— Extrait du texte —
────────────────────────────────────────
Les élections législatives du 9 mars en Espagne : l’art et la bannière
Les élections législatives, qui auront lieu ce 9 mars prochain, ont répandu dans les villes d’Espagne un type d’affiche inconnu en France. Les réverbères dans les rues servent de mât pour y pendre de part et d’autre deux bannières symétriques aux couleurs des partis. Celle de gauche arbore le visage du candidat, celle de droite, le slogan avec le logo du parti.

Les rues semblent avoir été réparties entre les candidats. Seules, les grandes avenues, comme le Paseo du Prado à Madrid, ont été partagées en deux sur toute leur longueur : les deux grands partis qui s’affrontent, le Parti socialiste ouvrier espagnol (PSOE) et le Parti populaire (PP), y coexistent mais chacun de son côté de l’avenue.
La mémorisation par une répétition intensive
Ce choix de publicité surprend car ces bannières n’offrent tout au plus que deux variantes alternées de photos et de slogans qui n’en finissent pas de se répéter : une mémorisation est manifestement attendue d’une répétition intensive. À Madrid, de la place de Cibeles à la gare d’Atocha, on passe ainsi d’un réverbère à l’autre devant le même visage et les deux slogans. Sans doute finit-on à la longue par ne plus y prêter attention, mais, le regard, à la première occasion, revient sans cesse buter malgré lui sur ces taches rouges ou bleues qui, contrastant avec le décor urbain d’arbres et de maisons, leur donnent un air de fête.
────────────────────────────────────────
Lignes d'un jeu de données:
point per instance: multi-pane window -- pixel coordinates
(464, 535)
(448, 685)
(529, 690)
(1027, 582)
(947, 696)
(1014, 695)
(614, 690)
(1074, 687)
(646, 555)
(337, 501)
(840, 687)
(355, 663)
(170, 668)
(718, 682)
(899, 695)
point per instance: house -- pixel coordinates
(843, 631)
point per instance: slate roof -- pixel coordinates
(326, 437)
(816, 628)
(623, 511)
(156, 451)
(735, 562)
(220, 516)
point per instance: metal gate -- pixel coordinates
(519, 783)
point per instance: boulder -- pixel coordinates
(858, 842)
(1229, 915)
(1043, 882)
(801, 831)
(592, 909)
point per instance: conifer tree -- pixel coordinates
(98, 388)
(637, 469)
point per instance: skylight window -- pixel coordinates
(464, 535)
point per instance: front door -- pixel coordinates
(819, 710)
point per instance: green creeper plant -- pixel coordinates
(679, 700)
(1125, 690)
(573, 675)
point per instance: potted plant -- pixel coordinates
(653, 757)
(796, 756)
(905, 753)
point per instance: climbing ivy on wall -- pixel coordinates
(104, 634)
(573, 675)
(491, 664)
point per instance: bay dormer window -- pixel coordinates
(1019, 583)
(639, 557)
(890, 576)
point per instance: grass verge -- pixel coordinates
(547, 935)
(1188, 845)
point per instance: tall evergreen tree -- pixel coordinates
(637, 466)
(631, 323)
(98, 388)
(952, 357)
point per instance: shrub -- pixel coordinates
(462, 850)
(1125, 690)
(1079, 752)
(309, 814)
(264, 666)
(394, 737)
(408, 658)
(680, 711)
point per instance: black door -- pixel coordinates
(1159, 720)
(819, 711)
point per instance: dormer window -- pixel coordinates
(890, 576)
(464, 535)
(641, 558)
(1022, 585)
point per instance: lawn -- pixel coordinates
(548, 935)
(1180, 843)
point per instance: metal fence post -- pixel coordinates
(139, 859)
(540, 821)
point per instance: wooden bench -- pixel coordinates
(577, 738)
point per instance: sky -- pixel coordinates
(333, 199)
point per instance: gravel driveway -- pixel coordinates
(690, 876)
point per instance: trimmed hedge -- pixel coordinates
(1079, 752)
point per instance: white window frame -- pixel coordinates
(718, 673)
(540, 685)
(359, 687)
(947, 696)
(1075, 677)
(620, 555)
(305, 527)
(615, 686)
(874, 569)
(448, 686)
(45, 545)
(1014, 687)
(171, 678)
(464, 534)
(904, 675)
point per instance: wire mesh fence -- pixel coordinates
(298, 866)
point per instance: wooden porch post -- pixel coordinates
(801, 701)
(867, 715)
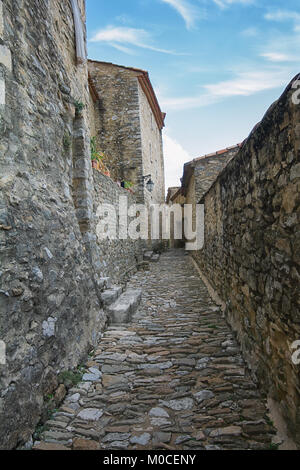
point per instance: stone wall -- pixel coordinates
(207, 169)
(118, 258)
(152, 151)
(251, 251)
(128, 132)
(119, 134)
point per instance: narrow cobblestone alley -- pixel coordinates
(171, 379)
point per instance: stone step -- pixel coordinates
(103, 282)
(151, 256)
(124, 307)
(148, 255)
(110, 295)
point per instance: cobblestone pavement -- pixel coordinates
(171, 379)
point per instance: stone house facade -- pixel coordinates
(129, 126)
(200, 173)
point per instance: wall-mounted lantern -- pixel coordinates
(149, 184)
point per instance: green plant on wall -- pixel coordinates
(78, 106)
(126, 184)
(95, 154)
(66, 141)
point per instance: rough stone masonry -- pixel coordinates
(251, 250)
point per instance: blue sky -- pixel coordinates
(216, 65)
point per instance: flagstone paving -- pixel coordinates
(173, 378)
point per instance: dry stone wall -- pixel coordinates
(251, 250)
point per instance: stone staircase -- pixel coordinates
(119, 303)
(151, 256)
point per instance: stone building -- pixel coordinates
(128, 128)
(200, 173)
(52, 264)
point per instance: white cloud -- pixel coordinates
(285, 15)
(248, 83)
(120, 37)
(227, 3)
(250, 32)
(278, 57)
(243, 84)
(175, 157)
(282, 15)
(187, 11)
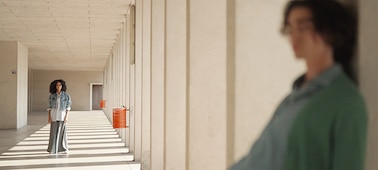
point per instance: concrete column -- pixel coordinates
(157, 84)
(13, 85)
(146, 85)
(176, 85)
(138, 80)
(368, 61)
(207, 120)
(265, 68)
────────────────────────────────────────
Poursuivez le texte sur les bannières électorales des législatives espagnoles après sa dernière phrase.

— Réponse —
Les couleurs
Les deux partis principaux en lice s’opposent, en effet, d’abord par leurs couleurs et la charge culturelle qu’elles conservent malgré tout. Le rouge du PSOE rappelle ses racines historiques de luttes sociales, du temps où le drapeau rouge symbolisait la révolution sociale à venir par la prise du pouvoir qu’elle impliquait. Il est aussi la couleur du sang, du feu, de l’amour et de la passion. De son côté, le bleu du Parti populaire le rattache à la tradition conservatrice, royale et aristocratique dont il était, jusqu’au sang, la couleur dominante, du moins en Espagne et en France. Mais il est en même temps la couleur de l’azur et de la mer, comme de la fraîcheur, de la pureté, voire du bonheur qui s’y associent. Au surplus, par contraste, il avive et embellit la carnation des visages, ce qui ne gâte rien.
Les slogans
Les slogans tendent, en revanche, à rapprocher singulièrement les deux partis. Ils sont d’abord tous écrits en lettres blanches : sans doute est-ce pour éviter les interférences culturelles indésirables que le noir provoquerait. Ensuite, sous la contrainte de l’exiguïté de l’espace disponible dans une bannière, les deux partis ont été contraints de limiter à quelques mots l’expression de leur différence. Or, ils ont éliminé l’un et l’autre toute référence à leurs objectifs pour ne retenir que la méthode qui leur est propre. C’est par elle seule qu’ils entendent se différencier.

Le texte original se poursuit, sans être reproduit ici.